• [Задания]:
(1) Как по-английски звучит предложение «Есть в единовластии какая-то изначальная устойчивость, логическая завершенность» из фрагмента о единовластии?
(2) Продолжите приведенный ниже фрагмент о единовластии, начав сразу после его последнего предложения.

• [Фрагмент текста]:
_____

Узурпация всех видов власти, в том числе и религиозной, полный произвол в выборе жертв, свобода грабежа, нарушение законов Божеских и человеческих, убийство собственных родных и детей — вот логический предел, до которого доходили многие из них. Камбис, Нерон, Калигула, Цинь Ши-хуанди, Иоанн Анжуйский, Борджиа, Филипп II, Иван IV, Павел I, Гитлер, Сталин, Мао Цзэдун — чем дальше мы будем продолжать этот бесконечный ряд, тем глубже проникнемся убеждением, что «абсолютная монархия — самая пагубная из всех азартных игр» (51, т… 1, с, 655).

И тем не менее народы мира все снова и снова с непонятным упорством пускаются в эту рискованную игру. Единовластие остается до сих пор наиболее распространенной формой устройства правящей функции. Как спичечный коробок, подброшенный в воздух, девять раз из десяти упадет на широкую сторону, так и всякое Мы после сильной встряски, как правило, окажется под единоначальным управлением. Есть в единовластии какая-то изначальная устойчивость, логическая завершенность. Один правит, все прочие подчиняются — такой порядок обладает заманчивой простотой, доступен самому примитивному сознанию. Когда со смертью Федора Иоанновича оборвалась династия московских Даниловичей, русские люди впали в великое сомнение и смуту не потому, что искали новую форму правления, а потому, что надо было выбирать нового царя, а «выборный царь казался им такой же нелепостью, как выборный отец, выборная мать» (36, т. 3, с. 53).

_____

• [Исходный материал]:
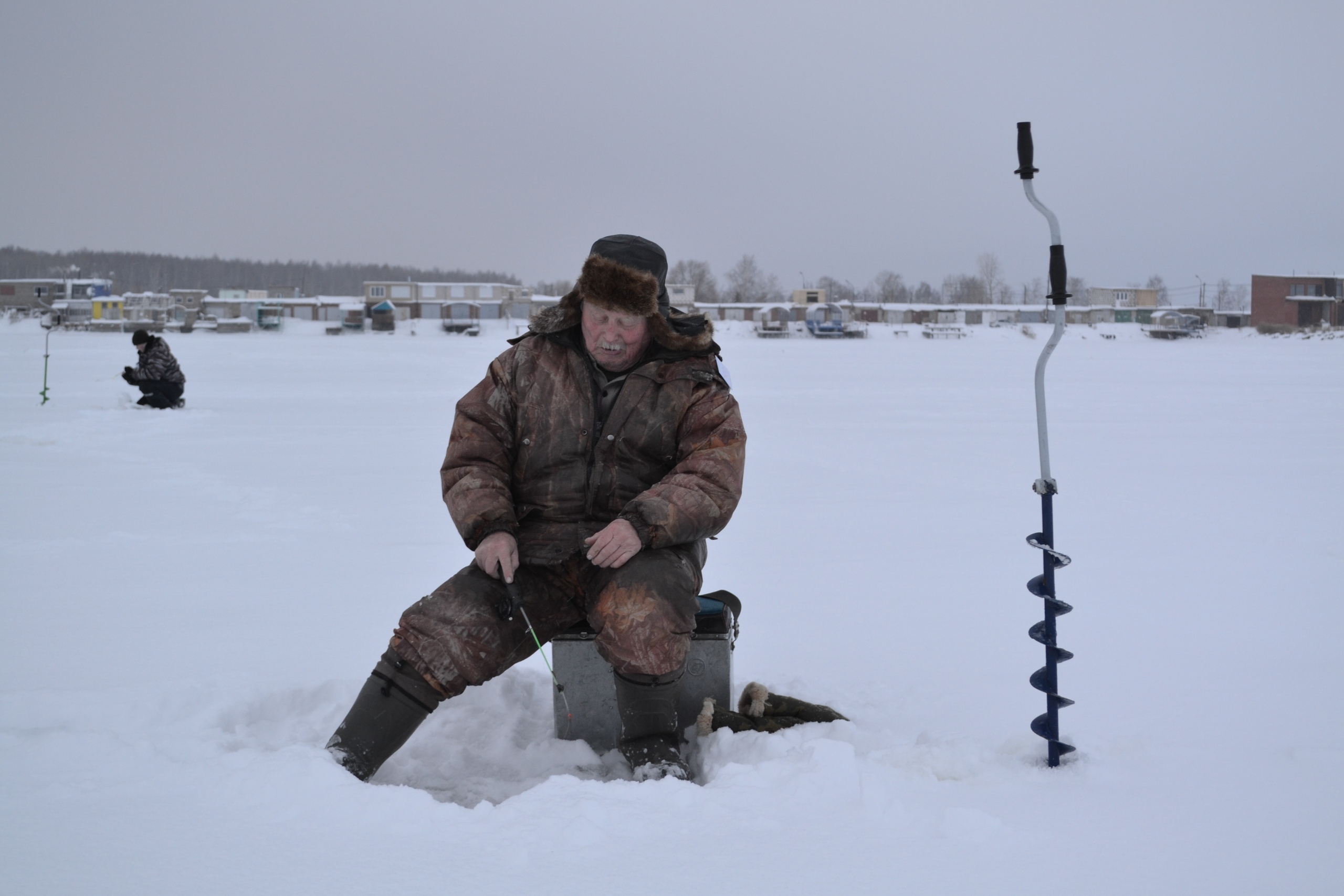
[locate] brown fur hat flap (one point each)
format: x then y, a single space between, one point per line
618 288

_____

• [Ответы]:
(1) There is a certain primordial stability, a logical completeness, in autocracy.

(2)
Действительно, есть в истории моменты, когда единовластие являлось подлинным спасителем для Мы. Август, положивший конец ужасам гражданских войн в Риме, первые Тюдоры, избавившие Англию от Алой и Белой розы, Иван III, покончивший с грызней удельных князей, «католические супруги» — Фердинанд и Изабелла, утихомирившие Испанию, Людовик XIV, именем которого Мазарини заставил фронду вложить шпаги в ножны, — все они по заслугам представлялись большинству благонамеренных граждан ниспосланными свыше избавителями отечества. Однако инерция народного сознания бывает так велика, что поклонение конкретному владыке распространяется и на все его потомство, и на самый принцип единовластия. Все, что возвышает власть, расширяет я-могу монарха, кажется тогда направленным ко благу Мы; всякие попытки поставить пределы произволу и самовластию выглядят покушением на государственный порядок, крамолой, изменой. Император в Японии, царь-батюшка в России, султан в Турции, король в Испании были часто объектами такого искреннего народного обожания, что никакие преступления не могли омрачить или ослабить это чувство. Владыка казнит и грабит подданных? Так ведь казнит и грабит в первую очередь, высокопоставленных и богатых. Последнюю копейку и последнюю горсть зерна надо отдать для уплаты налогов? То злые советники обманывают доброго царя и обирают народ. Враги наступают со всех сторон, разоряют землю? То панская-господская-боярская измена, мало их казнили, супостатов государевых.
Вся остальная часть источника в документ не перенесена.